* **SET TASK 1**
According to the travel article, how far from Amsterdam was the hostel where the writer stayed?

* **DOCUMENT SEGMENT**
★ ★ ★ ★ ★

10 ways to get off the beaten track

There is an ever-present, yet largely unspoken discussion that goes on with travellers. It’s the traveller vs. tourist mentality where a tourist is there to tick a box, read the guide book and follow other tourists, and the traveller is more up for adventurous, serendipitous experiences.

While these two types of people definitely exist, I think it’s a little pretentious to think one is better than the other (and I’m definitely talking to past me in this instance). Different people are just up for different types of experiences. Regardless, if you want to get away from the crowds and create your own unique experiences, let these ideas inspire your creativity.

Hop on an early train. Return late at night.

Trains are a great way to explore. Not only is the window a gateway to a countryside you might not otherwise see, it’s an easy way to make a day trip outside of a city. I know in England, trains are not only a great way get around the island nation, but there are sooooo many little villages you could explore just by picking a stop at random. And when I spent a weekend in Copenhagen, one of those days I caught a train to Sweden. I visited 3 little towns with no plan and had a fantastic time.

Lake District hike near Windemere, UK
Lake District hike near Windemere

Ask a local like your barista or bartender where they like to hang out

When I travel I love finding cool places for coffee in the morning, and unique places for beer…later that morning. When it comes to finding places only locals know about, why not go straight to the source? Ask your order taker where they like to goof off and I have no doubt they’ll give you more than one.

Follow a local

I mean, be inconspicuous; don’t be weird about it. Just find someone that looks interesting, might be going somewhere interesting, and see where they end up.

And you know, if you really do want to up the ante, you can always still be weird about it.

Sleep in the suburbs

When you stay in a city, chances are that you won’t actually leave the city for exploration purposes unless there’s a specific reason. If you stay in the suburbs, not only will it be a bit cheaper, but you’ll likely experience the local transportation system and see a part of town you otherwise wouldn’t.

A perfect example is when I visited Amsterdam for about 4 days. I stayed about a 30-minute train ride from the city at (in my opinion) the best hostel in the world. It was set on a property near a lake which was fun to explore, and a short bike ride away was a town called Abcoude, quiet and quaint just waiting for me to explore.

★ ★ ★ ★ ★

* **PROVIDED INFORMATION**
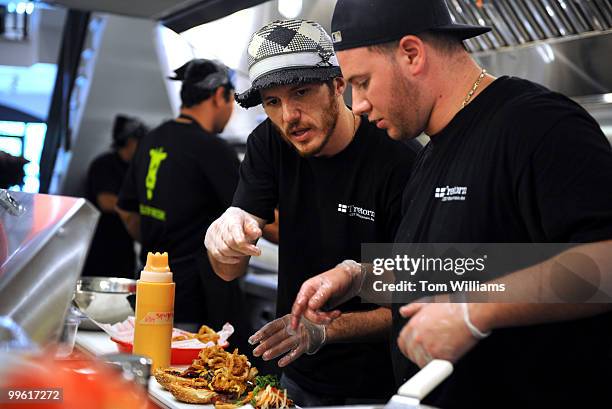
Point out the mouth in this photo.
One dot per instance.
(300, 134)
(380, 123)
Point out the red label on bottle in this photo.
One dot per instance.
(157, 318)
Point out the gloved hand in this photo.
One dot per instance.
(277, 338)
(437, 331)
(233, 236)
(327, 290)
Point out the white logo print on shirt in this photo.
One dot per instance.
(447, 193)
(356, 211)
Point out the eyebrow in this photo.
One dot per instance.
(355, 77)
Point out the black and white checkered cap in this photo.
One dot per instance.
(288, 52)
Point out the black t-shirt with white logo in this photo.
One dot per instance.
(327, 208)
(519, 164)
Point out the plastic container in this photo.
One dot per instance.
(155, 311)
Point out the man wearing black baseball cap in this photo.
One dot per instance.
(337, 182)
(530, 163)
(181, 178)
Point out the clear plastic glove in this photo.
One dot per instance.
(326, 291)
(233, 236)
(277, 338)
(435, 331)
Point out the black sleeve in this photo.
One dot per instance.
(220, 167)
(393, 187)
(128, 195)
(571, 174)
(100, 178)
(257, 191)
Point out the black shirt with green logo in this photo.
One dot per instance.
(105, 175)
(328, 207)
(181, 179)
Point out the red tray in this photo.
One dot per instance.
(179, 356)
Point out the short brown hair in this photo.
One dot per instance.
(443, 42)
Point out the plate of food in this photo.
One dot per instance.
(227, 380)
(185, 345)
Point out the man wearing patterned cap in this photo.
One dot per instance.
(181, 179)
(530, 165)
(337, 181)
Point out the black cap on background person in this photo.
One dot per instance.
(200, 78)
(361, 23)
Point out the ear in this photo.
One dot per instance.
(412, 54)
(219, 97)
(339, 86)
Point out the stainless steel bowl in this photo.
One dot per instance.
(104, 299)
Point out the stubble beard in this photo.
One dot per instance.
(329, 121)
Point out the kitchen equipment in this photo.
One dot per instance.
(104, 299)
(43, 244)
(410, 394)
(155, 311)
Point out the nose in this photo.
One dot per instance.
(291, 112)
(360, 104)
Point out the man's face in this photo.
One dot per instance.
(224, 113)
(305, 115)
(383, 92)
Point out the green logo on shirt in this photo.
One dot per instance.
(157, 157)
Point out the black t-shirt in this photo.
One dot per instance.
(181, 179)
(327, 208)
(111, 253)
(537, 168)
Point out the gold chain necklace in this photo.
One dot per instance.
(470, 94)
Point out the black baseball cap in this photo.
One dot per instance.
(362, 23)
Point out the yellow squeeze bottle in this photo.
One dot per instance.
(155, 311)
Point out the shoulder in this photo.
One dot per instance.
(527, 104)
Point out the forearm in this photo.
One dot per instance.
(489, 316)
(361, 326)
(229, 272)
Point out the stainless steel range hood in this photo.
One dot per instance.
(517, 22)
(43, 243)
(565, 45)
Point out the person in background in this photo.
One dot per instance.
(111, 253)
(337, 181)
(533, 167)
(182, 178)
(11, 170)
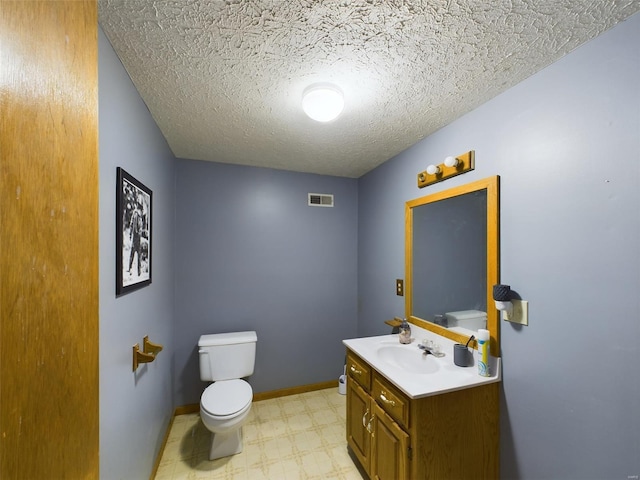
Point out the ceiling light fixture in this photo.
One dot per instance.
(322, 102)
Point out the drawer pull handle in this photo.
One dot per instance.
(386, 400)
(364, 418)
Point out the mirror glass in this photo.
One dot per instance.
(452, 261)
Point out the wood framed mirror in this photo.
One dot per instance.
(452, 261)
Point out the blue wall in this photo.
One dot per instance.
(566, 144)
(135, 408)
(252, 255)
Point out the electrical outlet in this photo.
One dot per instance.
(520, 312)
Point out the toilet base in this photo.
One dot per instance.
(225, 444)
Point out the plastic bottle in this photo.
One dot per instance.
(405, 332)
(483, 353)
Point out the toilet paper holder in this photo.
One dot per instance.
(148, 353)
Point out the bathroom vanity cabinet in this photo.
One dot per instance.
(448, 435)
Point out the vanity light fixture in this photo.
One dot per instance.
(433, 169)
(450, 161)
(450, 167)
(322, 102)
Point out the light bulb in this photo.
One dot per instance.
(433, 169)
(451, 161)
(322, 102)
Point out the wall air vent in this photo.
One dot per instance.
(320, 200)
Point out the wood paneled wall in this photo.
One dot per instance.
(49, 418)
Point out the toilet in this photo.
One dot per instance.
(225, 359)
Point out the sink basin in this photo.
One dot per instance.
(408, 358)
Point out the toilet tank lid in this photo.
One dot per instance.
(466, 314)
(231, 338)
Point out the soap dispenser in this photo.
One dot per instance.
(405, 331)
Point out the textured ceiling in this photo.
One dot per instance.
(223, 79)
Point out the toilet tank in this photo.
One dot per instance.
(226, 356)
(469, 319)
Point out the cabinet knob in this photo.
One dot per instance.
(386, 400)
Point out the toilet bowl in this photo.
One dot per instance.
(224, 408)
(225, 404)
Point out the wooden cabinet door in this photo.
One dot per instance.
(359, 416)
(389, 448)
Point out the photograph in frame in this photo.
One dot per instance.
(133, 233)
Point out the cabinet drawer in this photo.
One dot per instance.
(392, 400)
(359, 370)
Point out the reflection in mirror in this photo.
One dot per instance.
(452, 260)
(454, 233)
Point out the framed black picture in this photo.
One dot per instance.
(133, 234)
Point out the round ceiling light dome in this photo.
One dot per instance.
(322, 102)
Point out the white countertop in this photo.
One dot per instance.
(410, 379)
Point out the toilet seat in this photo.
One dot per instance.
(226, 398)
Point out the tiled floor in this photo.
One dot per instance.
(292, 438)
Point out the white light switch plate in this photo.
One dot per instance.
(520, 313)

★ ★ ★ ★ ★

* **SET TASK 2**
Pick out every line of the records that contains the string "framed", matching case exactly.

* **EXERCISE SOLUTION 1**
About a 30-minute train ride from the city.

* **EXERCISE SOLUTION 2**
Point out the wood framed mirror in this photo.
Point out the framed black picture in this photo.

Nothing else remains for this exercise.